>> Start Data section

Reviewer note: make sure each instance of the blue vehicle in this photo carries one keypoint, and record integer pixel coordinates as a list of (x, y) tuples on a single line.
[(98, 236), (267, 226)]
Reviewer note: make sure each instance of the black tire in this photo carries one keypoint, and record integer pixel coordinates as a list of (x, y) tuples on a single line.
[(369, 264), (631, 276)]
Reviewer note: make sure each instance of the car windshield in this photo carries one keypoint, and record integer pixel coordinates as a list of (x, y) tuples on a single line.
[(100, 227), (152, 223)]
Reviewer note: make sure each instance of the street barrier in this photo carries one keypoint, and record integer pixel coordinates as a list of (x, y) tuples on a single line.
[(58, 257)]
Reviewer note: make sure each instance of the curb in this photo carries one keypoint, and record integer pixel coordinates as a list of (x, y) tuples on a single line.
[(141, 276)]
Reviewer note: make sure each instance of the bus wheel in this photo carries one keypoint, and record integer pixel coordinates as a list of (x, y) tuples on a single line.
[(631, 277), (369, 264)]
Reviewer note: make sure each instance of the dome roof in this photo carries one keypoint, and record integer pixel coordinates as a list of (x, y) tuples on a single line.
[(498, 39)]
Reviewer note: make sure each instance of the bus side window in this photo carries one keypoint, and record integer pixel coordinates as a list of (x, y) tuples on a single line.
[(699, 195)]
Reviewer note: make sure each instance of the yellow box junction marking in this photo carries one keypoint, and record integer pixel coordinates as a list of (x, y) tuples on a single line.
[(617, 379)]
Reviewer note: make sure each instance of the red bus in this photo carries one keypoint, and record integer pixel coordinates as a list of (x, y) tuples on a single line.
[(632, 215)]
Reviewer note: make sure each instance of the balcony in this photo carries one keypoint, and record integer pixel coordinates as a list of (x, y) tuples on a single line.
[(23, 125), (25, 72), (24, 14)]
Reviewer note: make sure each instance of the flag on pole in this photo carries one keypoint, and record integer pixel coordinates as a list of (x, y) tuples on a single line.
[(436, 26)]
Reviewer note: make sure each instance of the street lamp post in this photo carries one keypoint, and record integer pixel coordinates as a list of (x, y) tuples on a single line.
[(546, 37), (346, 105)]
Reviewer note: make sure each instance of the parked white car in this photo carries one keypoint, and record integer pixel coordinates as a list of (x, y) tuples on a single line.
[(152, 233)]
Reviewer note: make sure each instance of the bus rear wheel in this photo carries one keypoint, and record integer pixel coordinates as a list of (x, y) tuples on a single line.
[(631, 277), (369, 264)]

>> End Data section
>> Start Data section

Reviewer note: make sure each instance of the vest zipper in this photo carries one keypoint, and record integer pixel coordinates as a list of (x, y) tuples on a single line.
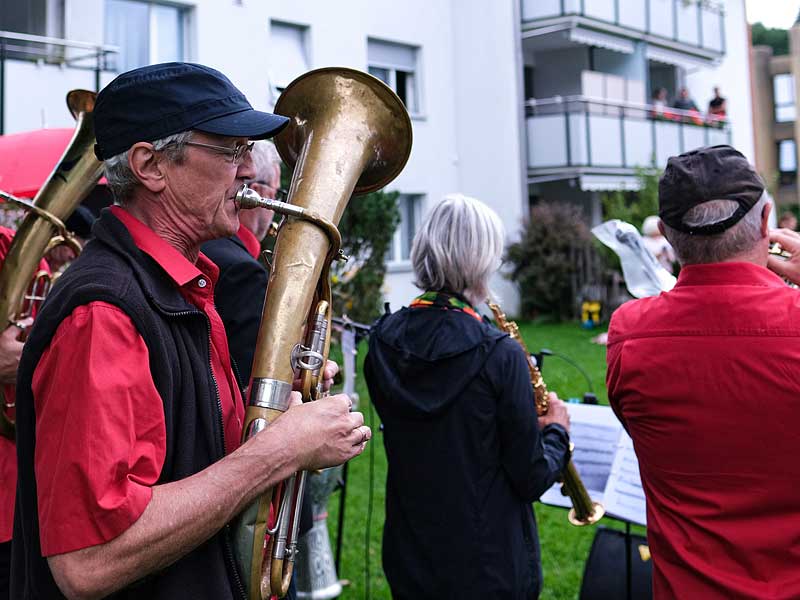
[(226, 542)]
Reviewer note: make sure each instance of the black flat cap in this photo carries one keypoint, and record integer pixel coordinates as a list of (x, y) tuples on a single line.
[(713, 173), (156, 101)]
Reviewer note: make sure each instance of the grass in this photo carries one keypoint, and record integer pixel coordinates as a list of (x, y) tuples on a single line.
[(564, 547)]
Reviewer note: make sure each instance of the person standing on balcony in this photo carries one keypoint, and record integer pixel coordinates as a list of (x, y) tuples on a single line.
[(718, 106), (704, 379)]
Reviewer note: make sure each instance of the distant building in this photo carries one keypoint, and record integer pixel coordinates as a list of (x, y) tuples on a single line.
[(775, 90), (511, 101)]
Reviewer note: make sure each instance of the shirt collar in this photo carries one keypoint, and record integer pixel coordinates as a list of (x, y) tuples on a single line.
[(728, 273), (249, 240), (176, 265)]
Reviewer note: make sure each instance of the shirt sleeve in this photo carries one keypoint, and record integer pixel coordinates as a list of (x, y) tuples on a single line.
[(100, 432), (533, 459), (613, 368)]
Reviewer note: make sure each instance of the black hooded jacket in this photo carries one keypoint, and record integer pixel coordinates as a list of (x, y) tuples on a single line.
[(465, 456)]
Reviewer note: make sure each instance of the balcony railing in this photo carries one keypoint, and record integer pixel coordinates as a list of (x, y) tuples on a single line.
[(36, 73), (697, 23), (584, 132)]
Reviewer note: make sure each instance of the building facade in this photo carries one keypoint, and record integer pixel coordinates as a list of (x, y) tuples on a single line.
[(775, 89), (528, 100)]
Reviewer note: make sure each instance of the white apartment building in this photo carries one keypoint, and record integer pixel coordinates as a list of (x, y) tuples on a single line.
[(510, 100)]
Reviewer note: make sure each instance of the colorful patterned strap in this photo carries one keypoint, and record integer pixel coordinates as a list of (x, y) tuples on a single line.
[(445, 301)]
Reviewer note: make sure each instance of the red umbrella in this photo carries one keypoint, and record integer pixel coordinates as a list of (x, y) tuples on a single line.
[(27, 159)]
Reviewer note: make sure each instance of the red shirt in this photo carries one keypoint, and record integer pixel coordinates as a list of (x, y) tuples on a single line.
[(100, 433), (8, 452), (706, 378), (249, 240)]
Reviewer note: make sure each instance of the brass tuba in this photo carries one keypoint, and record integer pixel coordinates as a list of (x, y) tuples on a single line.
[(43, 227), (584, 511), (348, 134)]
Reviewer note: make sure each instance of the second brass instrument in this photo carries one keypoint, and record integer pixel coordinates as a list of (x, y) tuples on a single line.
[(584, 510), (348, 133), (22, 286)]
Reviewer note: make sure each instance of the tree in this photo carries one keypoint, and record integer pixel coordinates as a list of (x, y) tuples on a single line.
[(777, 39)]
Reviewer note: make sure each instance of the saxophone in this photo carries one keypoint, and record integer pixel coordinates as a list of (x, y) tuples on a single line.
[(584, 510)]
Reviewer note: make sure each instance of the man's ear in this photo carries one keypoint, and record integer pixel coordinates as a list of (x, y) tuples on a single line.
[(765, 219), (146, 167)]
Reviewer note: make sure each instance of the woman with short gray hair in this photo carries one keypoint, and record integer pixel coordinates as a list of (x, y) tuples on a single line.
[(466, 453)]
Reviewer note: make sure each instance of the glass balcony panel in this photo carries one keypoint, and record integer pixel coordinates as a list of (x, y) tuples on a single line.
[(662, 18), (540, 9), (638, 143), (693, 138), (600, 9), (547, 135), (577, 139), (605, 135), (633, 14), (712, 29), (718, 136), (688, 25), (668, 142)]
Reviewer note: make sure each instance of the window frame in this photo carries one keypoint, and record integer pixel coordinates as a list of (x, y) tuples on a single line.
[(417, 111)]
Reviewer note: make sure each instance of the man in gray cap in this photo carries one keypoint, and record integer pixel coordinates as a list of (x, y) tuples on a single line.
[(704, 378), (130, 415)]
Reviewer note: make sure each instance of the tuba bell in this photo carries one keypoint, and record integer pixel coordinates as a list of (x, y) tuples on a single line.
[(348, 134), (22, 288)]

>> End Data section

**Your task**:
Recast the part of the entries above that opens with the line containing "Reviewer note: make sure each instance of the black flat" and closes with the line containing "[(510, 100)]" as a numbered list, leaving out blank lines.

**Task result**:
1. Reviewer note: make sure each instance of the black flat cap in this photo carries one keypoint, and record integer pixel coordinates as a list of (x, y) tuples on a single line.
2. [(713, 173), (156, 101)]
3. Reviewer note: make sure each instance of the grass in this photo carries one keypoint, and record integer pixel coordinates as a list of (x, y) tuples on a single line.
4. [(564, 547)]
5. Reviewer note: make sure each instance of the person standing on balcony in this photo carries one keypoint, and record integer pixel coordinates as a list of (x, y) tuples on a single line.
6. [(718, 106), (704, 379)]
7. Reviewer note: make sure each instance of the distant building in this photo carries one keypoint, and record integer pixel coordinates as a list of (x, y) tuples on a single line.
8. [(775, 90), (511, 101)]
9. Reviewer note: make sure each instance of the shirt collar in this photo carries one keypoint, and record integer pixel coordinates as a list of (x, y) tuples on a single line.
10. [(728, 273), (249, 240), (176, 265)]
11. Reviewer note: make sure each instance of the shirt sleeve in this photo carries one keypoint, and record integer pixel coordinates as a list of (x, y) tuples on a single line.
12. [(100, 432), (533, 459), (613, 368)]
13. Reviewer note: make sure each instance of the black hooded jacket in this photo carries one keypoint, and record integer pixel coordinates as a list of (x, y) tuples on a single line.
14. [(465, 456)]
15. Reviewer note: make sure each instance of the balcony railing in this photo carries one keypoint, and record integer pixel coordinates as a list of (x, y) tuples on a single line.
16. [(36, 73), (697, 23), (584, 132)]
17. Reviewer note: make sure each instance of the building facade in this photo carries one keypoint, and record integer pixel coordinates as a list of (x, y) tuples on a single line.
18. [(775, 89), (528, 100)]
19. Reviewer note: make sure each instance of the white apartment building in this photo carries one keypoint, and record integer pixel coordinates as a list of (x, y) tuples on a single line.
20. [(510, 100)]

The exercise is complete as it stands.